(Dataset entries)
[Start of Attachment]
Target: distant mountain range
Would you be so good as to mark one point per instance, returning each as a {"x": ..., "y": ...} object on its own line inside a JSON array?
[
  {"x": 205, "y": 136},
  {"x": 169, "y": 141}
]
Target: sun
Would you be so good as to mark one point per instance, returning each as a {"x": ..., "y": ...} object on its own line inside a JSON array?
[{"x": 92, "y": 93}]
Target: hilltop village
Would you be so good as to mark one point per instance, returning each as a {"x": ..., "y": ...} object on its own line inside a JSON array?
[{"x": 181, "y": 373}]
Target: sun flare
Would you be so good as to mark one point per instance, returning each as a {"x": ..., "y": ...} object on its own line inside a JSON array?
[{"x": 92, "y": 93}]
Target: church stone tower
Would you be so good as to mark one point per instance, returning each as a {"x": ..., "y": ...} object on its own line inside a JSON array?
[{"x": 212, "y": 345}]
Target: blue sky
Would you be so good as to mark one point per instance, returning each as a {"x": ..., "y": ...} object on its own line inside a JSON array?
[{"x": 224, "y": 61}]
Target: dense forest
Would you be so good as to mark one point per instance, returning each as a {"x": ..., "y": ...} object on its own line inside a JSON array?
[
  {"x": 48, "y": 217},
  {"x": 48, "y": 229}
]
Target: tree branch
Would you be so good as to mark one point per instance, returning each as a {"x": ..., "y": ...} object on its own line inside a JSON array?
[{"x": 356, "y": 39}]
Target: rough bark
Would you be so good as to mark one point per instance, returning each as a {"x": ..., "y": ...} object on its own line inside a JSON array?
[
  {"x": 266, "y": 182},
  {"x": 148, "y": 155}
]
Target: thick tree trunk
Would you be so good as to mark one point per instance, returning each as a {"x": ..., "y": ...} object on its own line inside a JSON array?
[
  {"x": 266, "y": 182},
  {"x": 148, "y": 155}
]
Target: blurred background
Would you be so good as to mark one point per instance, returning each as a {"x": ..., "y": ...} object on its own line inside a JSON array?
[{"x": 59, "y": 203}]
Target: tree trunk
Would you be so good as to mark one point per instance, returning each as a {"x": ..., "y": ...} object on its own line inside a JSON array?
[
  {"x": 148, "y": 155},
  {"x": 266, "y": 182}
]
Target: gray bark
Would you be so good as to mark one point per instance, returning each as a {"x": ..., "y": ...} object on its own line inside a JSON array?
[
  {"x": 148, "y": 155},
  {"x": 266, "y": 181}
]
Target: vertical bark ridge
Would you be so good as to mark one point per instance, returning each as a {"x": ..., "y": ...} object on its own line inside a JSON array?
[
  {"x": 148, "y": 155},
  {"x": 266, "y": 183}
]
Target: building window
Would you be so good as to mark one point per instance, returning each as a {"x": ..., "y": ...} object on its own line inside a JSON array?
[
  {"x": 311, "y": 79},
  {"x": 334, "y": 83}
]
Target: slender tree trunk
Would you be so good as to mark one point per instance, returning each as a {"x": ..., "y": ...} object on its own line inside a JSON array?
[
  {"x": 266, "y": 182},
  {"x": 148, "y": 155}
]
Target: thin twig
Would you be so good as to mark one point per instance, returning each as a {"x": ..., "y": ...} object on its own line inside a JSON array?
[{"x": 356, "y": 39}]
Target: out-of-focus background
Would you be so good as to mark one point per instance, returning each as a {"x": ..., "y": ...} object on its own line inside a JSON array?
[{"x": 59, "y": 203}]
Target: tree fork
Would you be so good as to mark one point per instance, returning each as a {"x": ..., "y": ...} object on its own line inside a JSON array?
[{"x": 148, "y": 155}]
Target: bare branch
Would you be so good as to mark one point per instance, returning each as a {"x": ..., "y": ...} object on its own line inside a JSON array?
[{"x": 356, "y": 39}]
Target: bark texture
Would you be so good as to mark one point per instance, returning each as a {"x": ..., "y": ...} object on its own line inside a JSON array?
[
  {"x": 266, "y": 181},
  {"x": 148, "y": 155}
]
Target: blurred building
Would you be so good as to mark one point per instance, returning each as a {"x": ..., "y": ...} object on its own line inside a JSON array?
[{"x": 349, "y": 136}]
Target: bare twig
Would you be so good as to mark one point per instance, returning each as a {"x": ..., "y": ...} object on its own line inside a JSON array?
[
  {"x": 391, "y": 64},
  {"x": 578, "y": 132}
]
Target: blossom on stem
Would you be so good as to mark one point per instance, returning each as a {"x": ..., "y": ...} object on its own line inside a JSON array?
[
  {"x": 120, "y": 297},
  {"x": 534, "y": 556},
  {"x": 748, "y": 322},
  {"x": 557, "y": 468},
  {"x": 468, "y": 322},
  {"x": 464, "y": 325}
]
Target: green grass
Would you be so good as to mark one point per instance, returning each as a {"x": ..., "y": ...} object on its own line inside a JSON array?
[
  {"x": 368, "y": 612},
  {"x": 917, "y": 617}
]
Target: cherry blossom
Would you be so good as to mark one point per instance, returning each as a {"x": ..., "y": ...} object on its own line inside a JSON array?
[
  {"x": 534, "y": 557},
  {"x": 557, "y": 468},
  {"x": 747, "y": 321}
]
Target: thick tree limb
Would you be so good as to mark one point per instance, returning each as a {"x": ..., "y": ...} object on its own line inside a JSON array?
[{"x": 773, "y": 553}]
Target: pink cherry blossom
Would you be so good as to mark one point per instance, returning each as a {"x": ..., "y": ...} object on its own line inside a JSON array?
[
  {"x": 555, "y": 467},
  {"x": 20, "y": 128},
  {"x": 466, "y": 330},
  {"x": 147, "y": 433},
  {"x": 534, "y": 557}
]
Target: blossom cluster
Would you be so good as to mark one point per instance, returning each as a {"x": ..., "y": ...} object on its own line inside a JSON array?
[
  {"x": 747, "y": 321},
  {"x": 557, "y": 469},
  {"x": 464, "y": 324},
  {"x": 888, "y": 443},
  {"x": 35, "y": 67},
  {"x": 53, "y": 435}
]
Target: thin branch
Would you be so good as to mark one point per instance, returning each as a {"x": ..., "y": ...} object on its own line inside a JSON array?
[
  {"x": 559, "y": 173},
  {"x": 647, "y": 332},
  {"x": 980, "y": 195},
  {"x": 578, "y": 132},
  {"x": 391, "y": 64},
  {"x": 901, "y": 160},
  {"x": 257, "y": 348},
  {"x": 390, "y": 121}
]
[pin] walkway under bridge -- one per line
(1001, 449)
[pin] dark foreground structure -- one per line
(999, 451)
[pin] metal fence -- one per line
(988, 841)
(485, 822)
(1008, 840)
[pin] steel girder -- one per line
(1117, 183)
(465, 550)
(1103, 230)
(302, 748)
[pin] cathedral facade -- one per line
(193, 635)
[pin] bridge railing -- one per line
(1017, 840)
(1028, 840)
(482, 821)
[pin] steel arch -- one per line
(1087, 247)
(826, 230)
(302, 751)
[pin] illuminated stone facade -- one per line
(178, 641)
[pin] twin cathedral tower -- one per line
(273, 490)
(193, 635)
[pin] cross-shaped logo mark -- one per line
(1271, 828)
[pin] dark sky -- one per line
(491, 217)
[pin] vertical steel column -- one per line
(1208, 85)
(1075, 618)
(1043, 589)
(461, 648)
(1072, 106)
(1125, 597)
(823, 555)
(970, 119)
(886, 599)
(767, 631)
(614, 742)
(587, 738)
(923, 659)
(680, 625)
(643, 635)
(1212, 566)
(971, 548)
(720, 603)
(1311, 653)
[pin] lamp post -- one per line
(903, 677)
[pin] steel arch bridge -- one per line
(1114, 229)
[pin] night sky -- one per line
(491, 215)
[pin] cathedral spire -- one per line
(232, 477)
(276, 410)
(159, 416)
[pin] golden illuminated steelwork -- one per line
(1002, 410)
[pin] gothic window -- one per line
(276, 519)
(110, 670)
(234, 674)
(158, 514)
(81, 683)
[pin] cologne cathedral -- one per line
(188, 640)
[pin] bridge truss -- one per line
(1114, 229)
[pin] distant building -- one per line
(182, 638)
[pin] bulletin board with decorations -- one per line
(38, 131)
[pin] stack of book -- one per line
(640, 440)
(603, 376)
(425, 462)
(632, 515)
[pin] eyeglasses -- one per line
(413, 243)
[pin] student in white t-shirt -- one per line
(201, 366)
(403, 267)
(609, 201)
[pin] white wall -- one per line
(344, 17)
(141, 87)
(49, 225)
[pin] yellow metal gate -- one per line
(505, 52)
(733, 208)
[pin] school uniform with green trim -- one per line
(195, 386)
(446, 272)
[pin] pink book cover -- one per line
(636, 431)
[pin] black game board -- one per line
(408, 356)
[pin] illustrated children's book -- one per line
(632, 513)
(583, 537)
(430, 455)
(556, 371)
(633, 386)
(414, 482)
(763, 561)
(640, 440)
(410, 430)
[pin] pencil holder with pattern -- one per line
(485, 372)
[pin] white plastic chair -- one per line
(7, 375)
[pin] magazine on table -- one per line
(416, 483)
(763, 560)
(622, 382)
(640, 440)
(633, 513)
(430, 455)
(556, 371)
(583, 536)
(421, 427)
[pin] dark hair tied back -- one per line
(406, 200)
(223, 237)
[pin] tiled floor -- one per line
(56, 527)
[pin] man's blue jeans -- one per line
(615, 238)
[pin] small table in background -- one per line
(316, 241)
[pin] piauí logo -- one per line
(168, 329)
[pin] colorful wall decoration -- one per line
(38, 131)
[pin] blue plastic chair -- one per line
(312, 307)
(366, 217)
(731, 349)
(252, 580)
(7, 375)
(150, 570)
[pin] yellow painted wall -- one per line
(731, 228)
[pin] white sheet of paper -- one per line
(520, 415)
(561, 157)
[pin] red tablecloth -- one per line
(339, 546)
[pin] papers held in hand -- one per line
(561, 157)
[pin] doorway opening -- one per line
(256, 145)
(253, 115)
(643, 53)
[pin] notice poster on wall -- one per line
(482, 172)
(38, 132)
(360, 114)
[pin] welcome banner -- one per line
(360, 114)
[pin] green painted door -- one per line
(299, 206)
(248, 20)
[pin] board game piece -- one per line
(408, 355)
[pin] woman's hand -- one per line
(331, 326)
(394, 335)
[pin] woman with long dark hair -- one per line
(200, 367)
[End of Attachment]
The task:
From the data above, return every line from the line that has "Target: rough bark" up to and including the line that has "Target: thick tree trunk", exactly.

Output below:
Target: rough bark
Would you be so good as to mark one point per instance, returning each as a {"x": ..., "y": ...} object on its own line inside a JSON array?
[
  {"x": 266, "y": 182},
  {"x": 148, "y": 155}
]
Target: thick tree trunk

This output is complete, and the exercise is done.